> **対象の書評**:
白央篤司の「食本書評」

『いつか中華屋でチャーハンを』『バー オクトパス』フードライターが“猛烈にオススメ”する3冊

2021/01/11 21:00
白央篤司

時短、カンタン、ヘルシー、がっつり……世のレシピ本もいろいろ。今注目したい食の本を、フードライター白央篤司が毎月1冊選んで、料理を実践しつつご紹介!

今月の3冊:『食べることと出すこと』『バー オクトパス』『いつか中華屋でチャーハンを』

左から『バー・オクトパス』『食べることと出すこと』『いつか中華屋でチャーハンを』

 今回、担当編集さんから嬉しい提案をいただいた。「毎月1冊だと、紹介したくてもできなかった候補がいろいろあるんじゃないですか。そういうのをまとめて紹介する回があってもいいのでは」。

 ああ、まさに! ということで2021年の初回は、3冊ほどまとめておススメを挙げてみたい。

食事に味わいが消えると人はどうなる?『食べることと出すこと』

 まず『食べることと出すこと』(医学書院)から。言うまでもなく、食べたら人間“出す”わけだが、著者は大学生のとき潰瘍性大腸炎という難病にかかり、ひどい下痢が頻発、食べるものが徹底的に制限されてしまう。そう、「食べること・出すこと」に大きな困難を抱えたわけである。そんな闘病生活は実に13年にもおよんだ。

 入院して始まったのが1カ月以上もの絶食。点滴で栄養補給はされるものの、口からものを食べない生活が続くと人間どうなるのか? 味わいというものが絶えると人は何を思うのか?

> **作業依頼 A**:
書評によると、『食べることと出すこと』の著者の闘病生活は何年に及びましたか。
> **作業依頼 B**:
書評から「2021/01/11 21:00」を含む箇所を始まりとし、「めておススメを挙げてみたい。」で終わる部分を、そのまま書き写してください。
これらのレコードは、書評とは別の出典から取ったものです。

自然言語による物体位置特定データ:
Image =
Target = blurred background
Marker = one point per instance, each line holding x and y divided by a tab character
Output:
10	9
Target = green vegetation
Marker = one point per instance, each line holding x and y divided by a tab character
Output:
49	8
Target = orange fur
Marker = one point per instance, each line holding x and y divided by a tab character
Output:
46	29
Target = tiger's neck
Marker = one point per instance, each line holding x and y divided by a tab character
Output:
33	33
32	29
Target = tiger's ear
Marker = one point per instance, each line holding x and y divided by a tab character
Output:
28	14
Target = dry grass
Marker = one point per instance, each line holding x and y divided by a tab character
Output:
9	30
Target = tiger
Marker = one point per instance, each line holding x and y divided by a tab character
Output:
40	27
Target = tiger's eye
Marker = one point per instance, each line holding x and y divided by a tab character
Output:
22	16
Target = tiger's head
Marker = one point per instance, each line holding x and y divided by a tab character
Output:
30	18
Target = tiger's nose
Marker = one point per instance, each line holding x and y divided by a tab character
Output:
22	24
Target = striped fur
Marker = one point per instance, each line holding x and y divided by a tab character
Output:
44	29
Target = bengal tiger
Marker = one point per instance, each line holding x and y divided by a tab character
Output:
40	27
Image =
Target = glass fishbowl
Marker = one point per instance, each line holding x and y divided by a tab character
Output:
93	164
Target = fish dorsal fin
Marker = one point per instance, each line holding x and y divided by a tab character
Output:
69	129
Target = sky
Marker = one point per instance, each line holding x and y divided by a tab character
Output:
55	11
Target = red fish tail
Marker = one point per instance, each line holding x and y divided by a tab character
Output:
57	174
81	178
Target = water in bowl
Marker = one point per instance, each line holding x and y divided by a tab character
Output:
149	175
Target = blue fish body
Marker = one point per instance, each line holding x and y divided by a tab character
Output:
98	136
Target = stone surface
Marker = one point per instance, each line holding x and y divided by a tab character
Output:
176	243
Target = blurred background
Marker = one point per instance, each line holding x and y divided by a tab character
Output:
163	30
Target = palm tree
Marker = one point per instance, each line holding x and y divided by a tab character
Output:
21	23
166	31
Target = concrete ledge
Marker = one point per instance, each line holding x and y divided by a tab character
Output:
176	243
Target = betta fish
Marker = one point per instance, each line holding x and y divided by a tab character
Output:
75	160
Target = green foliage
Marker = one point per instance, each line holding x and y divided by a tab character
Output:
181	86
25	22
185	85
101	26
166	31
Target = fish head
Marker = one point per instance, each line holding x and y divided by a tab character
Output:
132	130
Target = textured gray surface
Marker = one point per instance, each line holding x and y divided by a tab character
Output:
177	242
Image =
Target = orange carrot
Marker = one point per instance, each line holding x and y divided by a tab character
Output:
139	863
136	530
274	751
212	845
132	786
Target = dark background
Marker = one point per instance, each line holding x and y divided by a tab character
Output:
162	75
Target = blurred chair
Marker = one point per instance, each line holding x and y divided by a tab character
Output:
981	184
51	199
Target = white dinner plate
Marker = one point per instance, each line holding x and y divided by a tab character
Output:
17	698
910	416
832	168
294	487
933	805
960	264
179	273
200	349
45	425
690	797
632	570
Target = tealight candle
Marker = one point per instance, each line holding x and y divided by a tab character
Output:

> **作業結果 A**:
13年に及びました。

> **作業結果 B**:
2021/01/11 21:00
白央篤司

時短、カンタン、ヘルシー、がっつり……世のレシピ本もいろいろ。今注目したい食の本を、フードライター白央篤司が毎月1冊選んで、料理を実践しつつご紹介!

今月の3冊:『食べることと出すこと』『バー オクトパス』『いつか中華屋でチャーハンを』

左から『バー・オクトパス』『食べることと出すこと』『いつか中華屋でチャーハンを』

 今回、担当編集さんから嬉しい提案をいただいた。「毎月1冊だと、紹介したくてもできなかった候補がいろいろあるんじゃないですか。そういうのをまとめて紹介する回があってもいいのでは」。

 ああ、まさに! ということで2021年の初回は、3冊ほどまとめておススメを挙げてみたい。